■ PROVIDED DATA ■
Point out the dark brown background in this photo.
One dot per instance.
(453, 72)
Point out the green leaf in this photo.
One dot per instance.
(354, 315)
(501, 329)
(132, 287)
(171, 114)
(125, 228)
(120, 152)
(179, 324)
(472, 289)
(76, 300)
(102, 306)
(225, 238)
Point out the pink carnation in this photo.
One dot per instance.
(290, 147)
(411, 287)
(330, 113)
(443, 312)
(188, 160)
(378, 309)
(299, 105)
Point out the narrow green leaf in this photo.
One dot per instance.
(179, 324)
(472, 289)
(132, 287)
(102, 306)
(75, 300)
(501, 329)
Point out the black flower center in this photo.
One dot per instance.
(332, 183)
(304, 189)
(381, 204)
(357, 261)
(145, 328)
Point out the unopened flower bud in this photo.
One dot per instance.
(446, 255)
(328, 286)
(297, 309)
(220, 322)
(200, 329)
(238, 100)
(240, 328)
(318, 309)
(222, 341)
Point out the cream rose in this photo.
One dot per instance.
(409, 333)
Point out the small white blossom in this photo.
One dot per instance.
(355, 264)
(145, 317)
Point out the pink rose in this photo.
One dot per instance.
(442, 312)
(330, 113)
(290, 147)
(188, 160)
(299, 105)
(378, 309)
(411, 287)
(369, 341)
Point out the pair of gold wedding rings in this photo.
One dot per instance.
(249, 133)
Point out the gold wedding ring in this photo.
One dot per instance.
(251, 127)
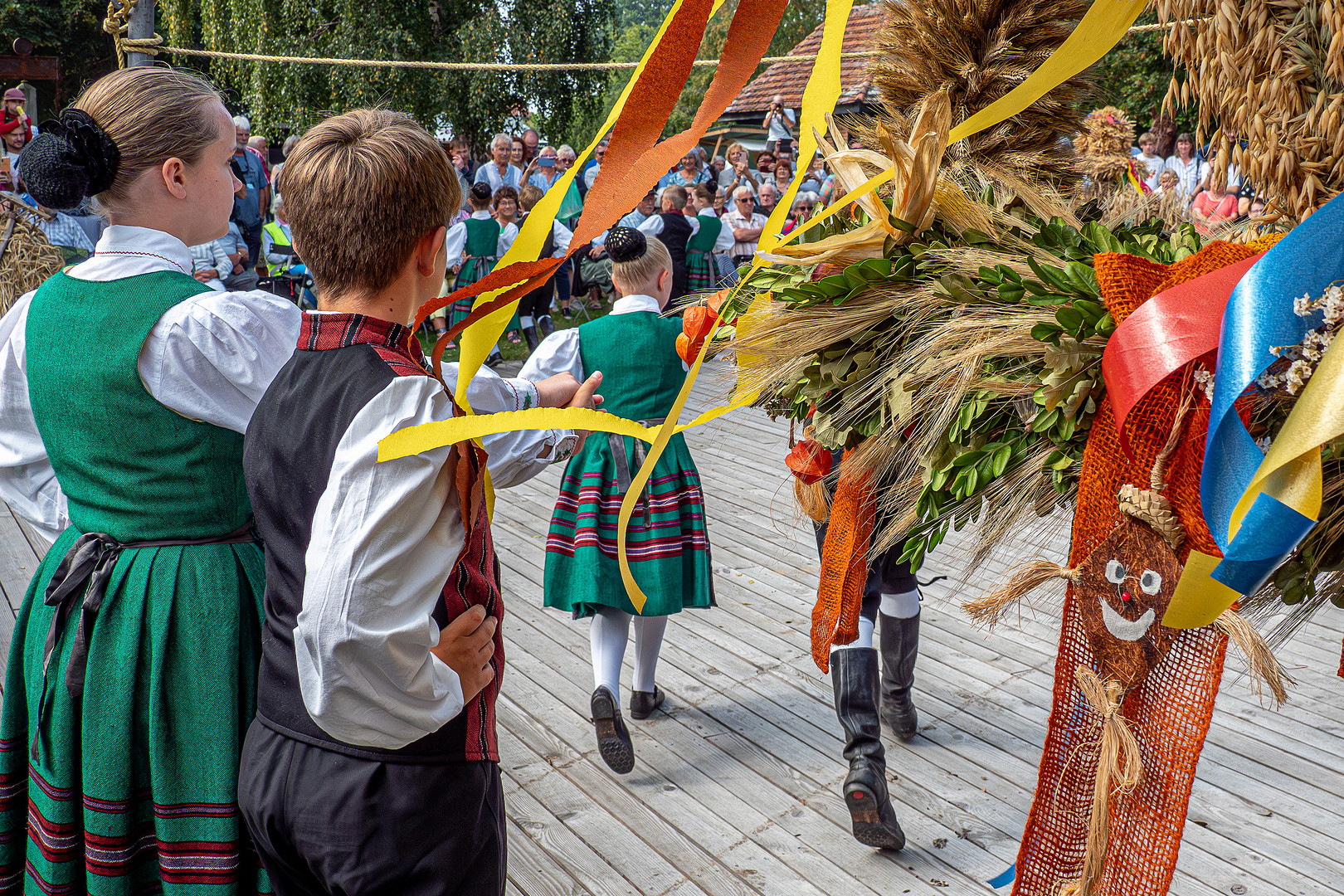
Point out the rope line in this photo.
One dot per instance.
(116, 24)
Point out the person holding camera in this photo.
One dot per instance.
(778, 123)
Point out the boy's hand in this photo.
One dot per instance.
(557, 391)
(466, 646)
(587, 397)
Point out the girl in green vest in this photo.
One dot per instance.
(668, 547)
(134, 665)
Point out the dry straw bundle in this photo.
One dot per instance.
(1270, 73)
(977, 51)
(26, 257)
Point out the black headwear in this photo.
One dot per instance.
(626, 245)
(71, 158)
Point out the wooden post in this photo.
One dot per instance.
(141, 26)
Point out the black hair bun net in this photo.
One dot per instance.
(71, 158)
(626, 245)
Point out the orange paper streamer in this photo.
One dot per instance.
(845, 567)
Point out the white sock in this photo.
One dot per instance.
(608, 635)
(648, 642)
(864, 638)
(902, 606)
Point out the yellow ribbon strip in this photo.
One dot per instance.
(1291, 472)
(1099, 30)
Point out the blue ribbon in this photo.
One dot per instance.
(1259, 316)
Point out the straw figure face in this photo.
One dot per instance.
(1122, 590)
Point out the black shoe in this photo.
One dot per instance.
(871, 817)
(854, 674)
(899, 640)
(643, 703)
(613, 739)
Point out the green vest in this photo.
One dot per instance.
(483, 236)
(636, 353)
(706, 236)
(129, 466)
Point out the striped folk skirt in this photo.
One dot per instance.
(667, 543)
(132, 789)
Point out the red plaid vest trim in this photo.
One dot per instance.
(476, 574)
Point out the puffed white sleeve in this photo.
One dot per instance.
(383, 542)
(455, 242)
(507, 236)
(212, 356)
(558, 353)
(27, 481)
(724, 241)
(514, 457)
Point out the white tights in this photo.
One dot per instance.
(609, 635)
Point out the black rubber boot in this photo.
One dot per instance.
(613, 738)
(854, 674)
(899, 641)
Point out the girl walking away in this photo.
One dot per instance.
(477, 243)
(635, 347)
(134, 668)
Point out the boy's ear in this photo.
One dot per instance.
(431, 246)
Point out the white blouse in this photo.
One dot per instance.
(455, 240)
(210, 358)
(559, 353)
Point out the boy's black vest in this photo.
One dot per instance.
(676, 231)
(343, 362)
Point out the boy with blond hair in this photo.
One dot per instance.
(373, 762)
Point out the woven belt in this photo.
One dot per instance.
(622, 464)
(85, 570)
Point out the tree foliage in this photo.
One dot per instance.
(1135, 74)
(472, 104)
(640, 22)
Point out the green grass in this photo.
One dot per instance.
(519, 353)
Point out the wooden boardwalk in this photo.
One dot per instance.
(735, 789)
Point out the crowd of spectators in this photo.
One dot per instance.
(1207, 199)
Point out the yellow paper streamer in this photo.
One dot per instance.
(1099, 30)
(819, 97)
(1291, 472)
(479, 338)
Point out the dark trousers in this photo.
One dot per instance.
(251, 236)
(325, 822)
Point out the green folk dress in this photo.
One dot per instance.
(481, 246)
(132, 786)
(667, 542)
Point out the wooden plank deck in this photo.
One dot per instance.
(735, 789)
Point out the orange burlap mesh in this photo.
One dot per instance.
(845, 566)
(1170, 711)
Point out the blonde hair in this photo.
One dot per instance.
(152, 114)
(360, 191)
(643, 270)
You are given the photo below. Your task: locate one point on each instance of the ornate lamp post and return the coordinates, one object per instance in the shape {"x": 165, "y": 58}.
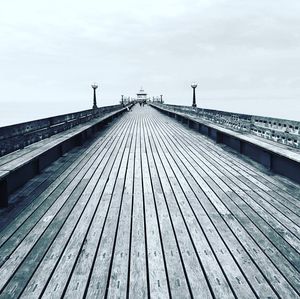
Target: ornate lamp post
{"x": 194, "y": 85}
{"x": 95, "y": 86}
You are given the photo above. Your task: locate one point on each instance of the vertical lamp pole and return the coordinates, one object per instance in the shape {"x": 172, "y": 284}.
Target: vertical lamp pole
{"x": 194, "y": 85}
{"x": 95, "y": 86}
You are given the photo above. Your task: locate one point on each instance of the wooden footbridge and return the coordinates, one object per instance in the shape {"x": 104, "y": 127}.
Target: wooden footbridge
{"x": 150, "y": 208}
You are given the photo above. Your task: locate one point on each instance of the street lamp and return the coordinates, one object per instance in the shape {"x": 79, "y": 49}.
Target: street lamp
{"x": 194, "y": 85}
{"x": 95, "y": 86}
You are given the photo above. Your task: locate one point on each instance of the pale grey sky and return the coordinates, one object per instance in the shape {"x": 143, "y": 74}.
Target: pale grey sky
{"x": 238, "y": 51}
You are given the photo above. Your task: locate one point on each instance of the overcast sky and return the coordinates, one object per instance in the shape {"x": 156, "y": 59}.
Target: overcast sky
{"x": 51, "y": 51}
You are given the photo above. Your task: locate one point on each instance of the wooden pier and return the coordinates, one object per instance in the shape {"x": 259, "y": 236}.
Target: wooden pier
{"x": 151, "y": 208}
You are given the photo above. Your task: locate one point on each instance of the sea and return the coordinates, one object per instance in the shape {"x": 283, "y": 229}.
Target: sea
{"x": 18, "y": 112}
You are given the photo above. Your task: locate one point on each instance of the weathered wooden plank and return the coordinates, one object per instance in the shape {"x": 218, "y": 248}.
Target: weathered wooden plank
{"x": 138, "y": 280}
{"x": 197, "y": 156}
{"x": 158, "y": 284}
{"x": 99, "y": 280}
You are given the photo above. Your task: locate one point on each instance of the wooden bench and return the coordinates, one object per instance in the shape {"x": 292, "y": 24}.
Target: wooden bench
{"x": 18, "y": 167}
{"x": 273, "y": 156}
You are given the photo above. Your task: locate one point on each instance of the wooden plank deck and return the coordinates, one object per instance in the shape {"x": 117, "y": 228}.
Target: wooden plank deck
{"x": 152, "y": 209}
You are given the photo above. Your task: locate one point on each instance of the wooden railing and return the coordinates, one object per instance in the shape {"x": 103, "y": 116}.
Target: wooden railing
{"x": 18, "y": 136}
{"x": 278, "y": 130}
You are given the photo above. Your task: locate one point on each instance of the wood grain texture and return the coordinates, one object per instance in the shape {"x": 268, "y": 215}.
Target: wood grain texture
{"x": 152, "y": 209}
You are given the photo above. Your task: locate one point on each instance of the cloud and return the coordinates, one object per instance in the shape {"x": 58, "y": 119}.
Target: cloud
{"x": 233, "y": 48}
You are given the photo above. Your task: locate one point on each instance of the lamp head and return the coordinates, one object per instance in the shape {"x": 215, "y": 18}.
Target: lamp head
{"x": 94, "y": 85}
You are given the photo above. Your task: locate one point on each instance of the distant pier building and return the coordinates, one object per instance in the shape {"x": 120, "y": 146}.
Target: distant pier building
{"x": 141, "y": 96}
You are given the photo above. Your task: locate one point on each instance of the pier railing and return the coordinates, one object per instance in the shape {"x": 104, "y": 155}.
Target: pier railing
{"x": 278, "y": 130}
{"x": 18, "y": 136}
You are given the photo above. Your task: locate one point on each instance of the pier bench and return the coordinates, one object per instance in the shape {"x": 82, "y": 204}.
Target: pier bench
{"x": 18, "y": 167}
{"x": 276, "y": 157}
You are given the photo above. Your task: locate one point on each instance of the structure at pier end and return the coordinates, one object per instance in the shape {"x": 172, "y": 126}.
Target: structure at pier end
{"x": 141, "y": 96}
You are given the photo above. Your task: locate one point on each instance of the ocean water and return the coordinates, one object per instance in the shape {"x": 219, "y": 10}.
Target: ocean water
{"x": 13, "y": 113}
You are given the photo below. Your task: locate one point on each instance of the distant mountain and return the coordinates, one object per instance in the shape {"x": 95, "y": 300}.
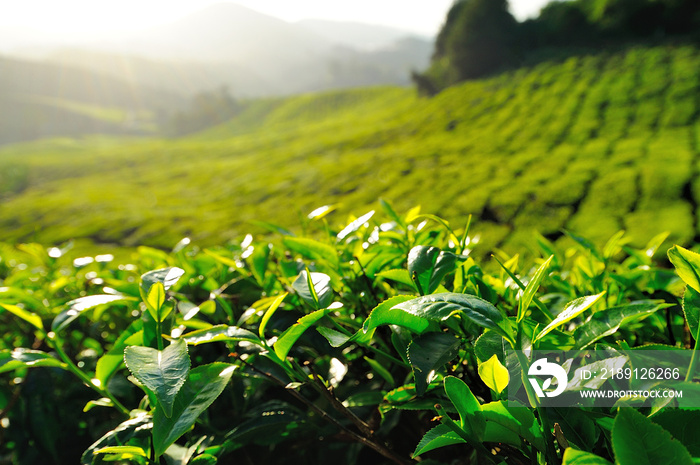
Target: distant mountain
{"x": 254, "y": 54}
{"x": 135, "y": 83}
{"x": 39, "y": 100}
{"x": 355, "y": 35}
{"x": 181, "y": 77}
{"x": 224, "y": 32}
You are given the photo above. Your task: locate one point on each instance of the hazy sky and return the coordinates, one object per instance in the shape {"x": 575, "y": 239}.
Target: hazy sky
{"x": 81, "y": 18}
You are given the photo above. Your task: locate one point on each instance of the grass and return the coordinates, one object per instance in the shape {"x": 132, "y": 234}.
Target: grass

■ EXERCISE DESCRIPTION ■
Copy the final stretch of lines, starting at the one that holds "of the ocean" and ending at the last line of the data, exactly; omit pictures.

■ RESULT OF THE EXERCISE ■
You are given the photo above. Your task: locate one point on each instance of the ocean water and return the coordinates, one object per instance in the shape {"x": 219, "y": 10}.
Target: ocean water
{"x": 13, "y": 113}
You are given the photo below. Your task: locate one point on each instance of the distant mountain and return the coordinates, one object per instance in the shape {"x": 95, "y": 300}.
Target: distant mountain
{"x": 254, "y": 54}
{"x": 135, "y": 83}
{"x": 39, "y": 100}
{"x": 355, "y": 35}
{"x": 181, "y": 77}
{"x": 224, "y": 32}
You are given the photo above. Your task: locate one point on each instance of the hazy sky and return the coordinates, one object per instance in the shape {"x": 575, "y": 239}.
Target: hazy sky
{"x": 81, "y": 18}
You are given the photo above. Your task: locate one point on each instance of the grass and return the coordinates, one object per instance in the shape {"x": 132, "y": 234}.
Target: grass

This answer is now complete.